## Short task:
Reproduce the following records exactly from the line containing "and white vehicle" onward, ending with the last line and including it.

## Exercise materials:
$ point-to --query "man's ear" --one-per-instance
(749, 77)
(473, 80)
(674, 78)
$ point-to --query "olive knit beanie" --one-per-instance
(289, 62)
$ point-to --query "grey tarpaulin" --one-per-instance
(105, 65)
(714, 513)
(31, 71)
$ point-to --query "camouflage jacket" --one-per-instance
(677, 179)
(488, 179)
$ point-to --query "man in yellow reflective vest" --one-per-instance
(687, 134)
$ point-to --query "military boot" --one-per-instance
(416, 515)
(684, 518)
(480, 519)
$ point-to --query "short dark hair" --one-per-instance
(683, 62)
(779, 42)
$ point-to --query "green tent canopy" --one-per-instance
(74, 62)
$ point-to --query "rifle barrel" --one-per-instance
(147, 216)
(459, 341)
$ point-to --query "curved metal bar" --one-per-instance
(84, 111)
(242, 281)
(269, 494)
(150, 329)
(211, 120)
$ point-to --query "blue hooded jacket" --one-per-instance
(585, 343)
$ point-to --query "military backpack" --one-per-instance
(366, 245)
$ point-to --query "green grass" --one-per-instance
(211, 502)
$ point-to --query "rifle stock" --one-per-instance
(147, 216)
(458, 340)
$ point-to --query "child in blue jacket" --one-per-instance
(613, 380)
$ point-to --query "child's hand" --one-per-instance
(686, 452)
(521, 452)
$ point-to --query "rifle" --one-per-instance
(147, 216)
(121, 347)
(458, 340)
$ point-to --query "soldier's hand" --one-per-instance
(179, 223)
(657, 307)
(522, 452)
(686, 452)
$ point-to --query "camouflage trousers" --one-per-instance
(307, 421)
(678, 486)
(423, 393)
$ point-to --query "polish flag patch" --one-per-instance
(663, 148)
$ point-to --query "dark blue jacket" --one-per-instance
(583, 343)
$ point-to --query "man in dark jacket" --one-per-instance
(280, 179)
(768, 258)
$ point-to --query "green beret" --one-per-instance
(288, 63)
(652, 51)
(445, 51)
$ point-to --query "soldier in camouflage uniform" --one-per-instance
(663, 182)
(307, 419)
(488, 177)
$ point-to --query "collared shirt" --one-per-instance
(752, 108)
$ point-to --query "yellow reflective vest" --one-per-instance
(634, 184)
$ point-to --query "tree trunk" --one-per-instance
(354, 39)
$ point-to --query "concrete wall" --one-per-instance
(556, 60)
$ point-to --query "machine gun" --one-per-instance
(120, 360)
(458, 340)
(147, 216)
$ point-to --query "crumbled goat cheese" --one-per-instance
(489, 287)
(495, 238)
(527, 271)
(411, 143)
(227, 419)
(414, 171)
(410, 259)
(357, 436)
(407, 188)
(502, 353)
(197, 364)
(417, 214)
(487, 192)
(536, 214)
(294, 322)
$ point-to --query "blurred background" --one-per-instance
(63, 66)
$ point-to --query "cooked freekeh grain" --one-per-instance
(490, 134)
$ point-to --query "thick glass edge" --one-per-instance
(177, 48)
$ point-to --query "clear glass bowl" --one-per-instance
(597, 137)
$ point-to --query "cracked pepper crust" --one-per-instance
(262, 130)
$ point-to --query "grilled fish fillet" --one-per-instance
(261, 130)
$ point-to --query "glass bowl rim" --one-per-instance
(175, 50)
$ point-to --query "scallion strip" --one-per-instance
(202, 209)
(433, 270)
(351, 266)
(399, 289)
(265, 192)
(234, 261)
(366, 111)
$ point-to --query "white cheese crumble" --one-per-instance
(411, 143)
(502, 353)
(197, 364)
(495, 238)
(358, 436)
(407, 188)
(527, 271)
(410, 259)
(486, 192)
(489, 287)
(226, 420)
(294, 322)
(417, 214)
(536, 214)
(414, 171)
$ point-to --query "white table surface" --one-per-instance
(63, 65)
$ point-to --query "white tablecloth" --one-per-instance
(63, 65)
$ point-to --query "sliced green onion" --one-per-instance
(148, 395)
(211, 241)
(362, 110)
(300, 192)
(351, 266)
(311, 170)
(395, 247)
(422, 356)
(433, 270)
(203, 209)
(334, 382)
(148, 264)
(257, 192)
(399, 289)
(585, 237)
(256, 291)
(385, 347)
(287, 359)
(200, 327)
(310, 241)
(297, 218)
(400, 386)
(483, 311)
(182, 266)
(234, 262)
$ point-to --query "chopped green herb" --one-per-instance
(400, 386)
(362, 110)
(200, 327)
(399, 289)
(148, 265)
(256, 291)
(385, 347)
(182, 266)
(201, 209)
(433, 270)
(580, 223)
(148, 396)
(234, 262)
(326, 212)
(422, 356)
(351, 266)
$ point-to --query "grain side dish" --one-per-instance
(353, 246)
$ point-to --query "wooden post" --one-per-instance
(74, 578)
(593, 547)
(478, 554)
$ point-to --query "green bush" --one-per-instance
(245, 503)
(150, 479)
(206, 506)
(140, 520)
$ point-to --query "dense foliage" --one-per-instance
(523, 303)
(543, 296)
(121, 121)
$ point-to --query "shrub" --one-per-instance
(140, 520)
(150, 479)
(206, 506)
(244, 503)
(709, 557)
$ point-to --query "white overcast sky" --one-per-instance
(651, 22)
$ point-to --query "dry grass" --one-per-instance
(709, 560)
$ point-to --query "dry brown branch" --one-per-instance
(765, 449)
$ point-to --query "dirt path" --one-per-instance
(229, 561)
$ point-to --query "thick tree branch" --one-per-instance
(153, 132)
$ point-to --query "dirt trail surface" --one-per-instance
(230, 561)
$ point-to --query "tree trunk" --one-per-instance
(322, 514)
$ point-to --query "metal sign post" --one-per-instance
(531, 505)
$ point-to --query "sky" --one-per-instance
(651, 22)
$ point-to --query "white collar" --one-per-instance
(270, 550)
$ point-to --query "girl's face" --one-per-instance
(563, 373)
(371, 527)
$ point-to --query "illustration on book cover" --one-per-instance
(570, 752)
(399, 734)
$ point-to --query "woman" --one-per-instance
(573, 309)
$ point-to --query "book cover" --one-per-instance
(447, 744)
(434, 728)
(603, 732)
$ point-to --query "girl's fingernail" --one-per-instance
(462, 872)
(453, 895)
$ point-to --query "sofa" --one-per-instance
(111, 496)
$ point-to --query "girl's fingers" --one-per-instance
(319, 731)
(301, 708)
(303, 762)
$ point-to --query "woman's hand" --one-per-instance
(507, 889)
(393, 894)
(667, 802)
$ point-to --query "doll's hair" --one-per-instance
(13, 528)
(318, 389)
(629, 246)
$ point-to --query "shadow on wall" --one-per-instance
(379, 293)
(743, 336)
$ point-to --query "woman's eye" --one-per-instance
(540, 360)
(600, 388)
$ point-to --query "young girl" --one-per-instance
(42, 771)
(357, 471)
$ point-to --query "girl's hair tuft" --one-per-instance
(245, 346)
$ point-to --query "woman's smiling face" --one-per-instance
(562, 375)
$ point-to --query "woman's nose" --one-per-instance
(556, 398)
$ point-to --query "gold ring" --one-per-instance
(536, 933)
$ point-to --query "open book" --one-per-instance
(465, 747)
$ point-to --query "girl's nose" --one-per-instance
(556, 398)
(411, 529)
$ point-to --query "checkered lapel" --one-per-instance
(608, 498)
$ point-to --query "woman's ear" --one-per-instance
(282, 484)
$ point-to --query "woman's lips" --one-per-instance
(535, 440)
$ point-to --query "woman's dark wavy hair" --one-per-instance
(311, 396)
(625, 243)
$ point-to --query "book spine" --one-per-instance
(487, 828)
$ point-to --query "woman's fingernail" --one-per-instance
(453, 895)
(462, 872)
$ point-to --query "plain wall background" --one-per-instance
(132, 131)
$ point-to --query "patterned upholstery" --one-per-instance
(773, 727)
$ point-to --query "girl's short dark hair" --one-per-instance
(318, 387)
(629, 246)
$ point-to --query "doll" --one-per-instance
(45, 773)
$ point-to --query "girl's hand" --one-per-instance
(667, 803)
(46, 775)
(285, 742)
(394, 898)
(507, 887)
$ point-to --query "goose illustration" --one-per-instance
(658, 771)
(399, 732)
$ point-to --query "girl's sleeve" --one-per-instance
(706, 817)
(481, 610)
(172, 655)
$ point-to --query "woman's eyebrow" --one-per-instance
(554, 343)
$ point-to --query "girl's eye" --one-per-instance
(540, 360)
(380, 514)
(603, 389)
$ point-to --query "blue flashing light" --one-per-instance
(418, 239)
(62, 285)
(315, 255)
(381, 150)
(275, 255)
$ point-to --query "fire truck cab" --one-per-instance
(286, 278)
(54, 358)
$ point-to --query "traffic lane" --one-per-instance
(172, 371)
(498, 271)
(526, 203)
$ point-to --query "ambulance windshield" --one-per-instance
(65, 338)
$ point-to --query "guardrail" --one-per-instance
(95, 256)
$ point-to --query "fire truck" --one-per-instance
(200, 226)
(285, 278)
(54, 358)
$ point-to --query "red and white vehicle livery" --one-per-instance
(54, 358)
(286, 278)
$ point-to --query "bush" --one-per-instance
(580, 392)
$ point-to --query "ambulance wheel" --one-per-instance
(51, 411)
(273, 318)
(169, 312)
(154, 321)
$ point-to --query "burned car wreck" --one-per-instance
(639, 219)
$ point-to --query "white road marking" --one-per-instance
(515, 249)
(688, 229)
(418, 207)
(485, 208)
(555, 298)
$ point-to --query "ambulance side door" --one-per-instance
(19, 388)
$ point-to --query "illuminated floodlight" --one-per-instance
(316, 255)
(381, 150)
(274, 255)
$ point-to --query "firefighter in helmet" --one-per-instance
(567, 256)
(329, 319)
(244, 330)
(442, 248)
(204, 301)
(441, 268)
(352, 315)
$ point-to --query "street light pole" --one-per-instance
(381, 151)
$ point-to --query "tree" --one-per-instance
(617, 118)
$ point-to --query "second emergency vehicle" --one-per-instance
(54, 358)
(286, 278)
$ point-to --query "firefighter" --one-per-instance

## Task output:
$ point-to --query "red and white vehicle livery" --one-per-instance
(54, 358)
(286, 278)
$ point-to --query "bush" --one-per-instance
(580, 392)
$ point-to --query "ambulance wheel" --one-per-instance
(51, 411)
(273, 318)
(169, 312)
(154, 321)
$ point-to --query "burned car wreck" --one-per-instance
(639, 219)
$ point-to --query "white road marking" --one-per-instance
(515, 249)
(688, 229)
(418, 207)
(485, 208)
(555, 298)
$ point-to --query "ambulance side door" --one-per-instance
(19, 388)
$ point-to --query "illuminated floodlight" --one-per-instance
(316, 255)
(381, 150)
(274, 255)
$ point-to --query "firefighter in helmet" --one-per-instance
(567, 256)
(329, 319)
(244, 330)
(442, 248)
(204, 301)
(441, 268)
(352, 315)
$ point-to --query "street light pole" --one-per-instance
(381, 151)
$ point-to --query "tree" --one-per-instance
(617, 118)
$ point-to --query "second emergency vehicle" --one-per-instance
(54, 358)
(286, 278)
$ point-to --query "firefighter" --one-per-instance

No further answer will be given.